Job: Count the lines in the data below that contain the string "window". Reply with that number alone.

Pointing and labeling entries:
┄┄┄┄┄┄┄┄┄┄┄┄┄┄┄┄┄┄┄┄

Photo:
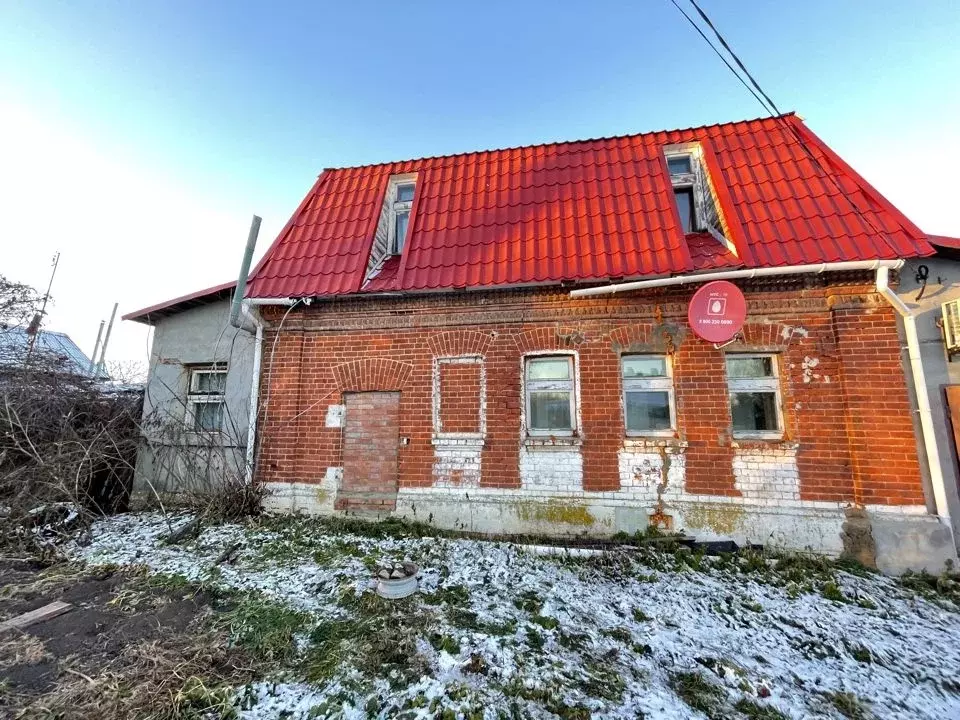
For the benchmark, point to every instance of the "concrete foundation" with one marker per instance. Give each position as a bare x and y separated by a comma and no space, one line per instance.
900,538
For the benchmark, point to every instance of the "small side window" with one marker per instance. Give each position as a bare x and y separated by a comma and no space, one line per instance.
205,400
550,401
648,403
754,387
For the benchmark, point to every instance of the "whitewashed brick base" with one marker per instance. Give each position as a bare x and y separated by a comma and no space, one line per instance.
642,471
456,464
551,469
767,473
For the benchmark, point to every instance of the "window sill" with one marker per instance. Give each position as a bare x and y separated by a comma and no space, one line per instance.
458,439
652,442
550,441
763,441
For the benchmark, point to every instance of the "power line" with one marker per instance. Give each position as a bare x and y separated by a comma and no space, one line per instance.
772,107
720,55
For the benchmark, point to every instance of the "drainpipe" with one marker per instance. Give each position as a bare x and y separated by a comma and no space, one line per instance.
254,401
920,387
814,269
882,268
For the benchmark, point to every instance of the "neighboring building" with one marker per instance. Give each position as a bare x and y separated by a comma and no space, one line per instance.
930,288
56,346
197,400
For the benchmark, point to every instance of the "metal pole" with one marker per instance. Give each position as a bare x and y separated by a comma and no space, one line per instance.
244,271
103,350
96,346
43,308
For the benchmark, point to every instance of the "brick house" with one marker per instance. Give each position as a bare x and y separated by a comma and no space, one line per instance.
498,341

┄┄┄┄┄┄┄┄┄┄┄┄┄┄┄┄┄┄┄┄

Answer to this problem: 2